DATA EXTRACT
↓↓↓

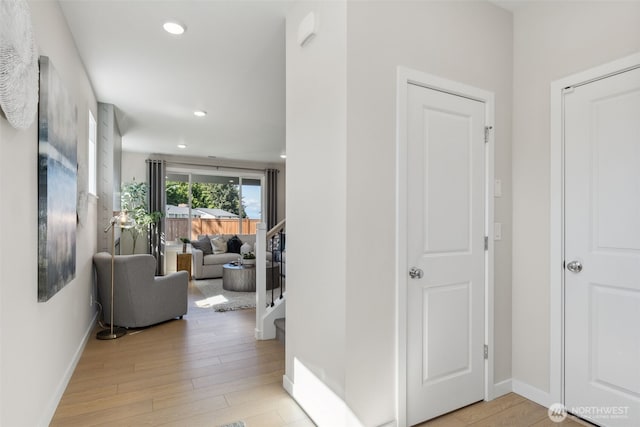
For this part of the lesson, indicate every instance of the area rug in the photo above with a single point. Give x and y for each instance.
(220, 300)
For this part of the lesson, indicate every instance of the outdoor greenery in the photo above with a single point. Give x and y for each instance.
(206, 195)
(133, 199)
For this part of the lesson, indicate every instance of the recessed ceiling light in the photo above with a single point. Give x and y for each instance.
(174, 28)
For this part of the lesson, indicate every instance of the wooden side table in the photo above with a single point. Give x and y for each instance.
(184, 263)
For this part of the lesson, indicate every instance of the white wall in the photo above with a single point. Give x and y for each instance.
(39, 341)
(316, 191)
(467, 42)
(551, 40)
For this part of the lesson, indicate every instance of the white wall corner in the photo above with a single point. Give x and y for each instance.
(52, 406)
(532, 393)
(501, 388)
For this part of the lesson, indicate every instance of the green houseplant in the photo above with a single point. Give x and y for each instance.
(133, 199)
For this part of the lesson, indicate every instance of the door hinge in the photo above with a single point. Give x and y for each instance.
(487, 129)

↑↑↑

Reproduce every item above verbatim, leaving out the pictures.

EXERCISE ANSWER
For this part of the lesson, indicate every instance of the area rug in the photo above with a single point. Give x and y for each instance.
(220, 300)
For this part of the lesson, indicate every instance of the outdoor greenery in the photo above with a single point. Give x and y for each instance.
(206, 195)
(133, 199)
For this part of the lesson, indicate every instance of the recessed ceiling light in the photo above with a single point. Give x and y for each instance.
(174, 28)
For this part of the lesson, indicate every instance of the wooden side table in the photo above with a single point. Give x and y for each instance.
(184, 263)
For this part of the lesson, indicate every instance of the white wall in the photo above with a single point. Give x and y for each instance.
(39, 341)
(316, 191)
(467, 42)
(551, 40)
For this part of the lesson, indicate every instance of the white wall corner in the photo above with a single point. Give x and y for each instance.
(52, 406)
(532, 393)
(501, 388)
For this part of the lesson, indicate every instance of the green houseplant in the photo above with a single point. Give x and y for each instance.
(133, 199)
For this part of the lesson, indicate every instance of the door hinge in the photo above with a single point. Give x and y for each instance.
(487, 129)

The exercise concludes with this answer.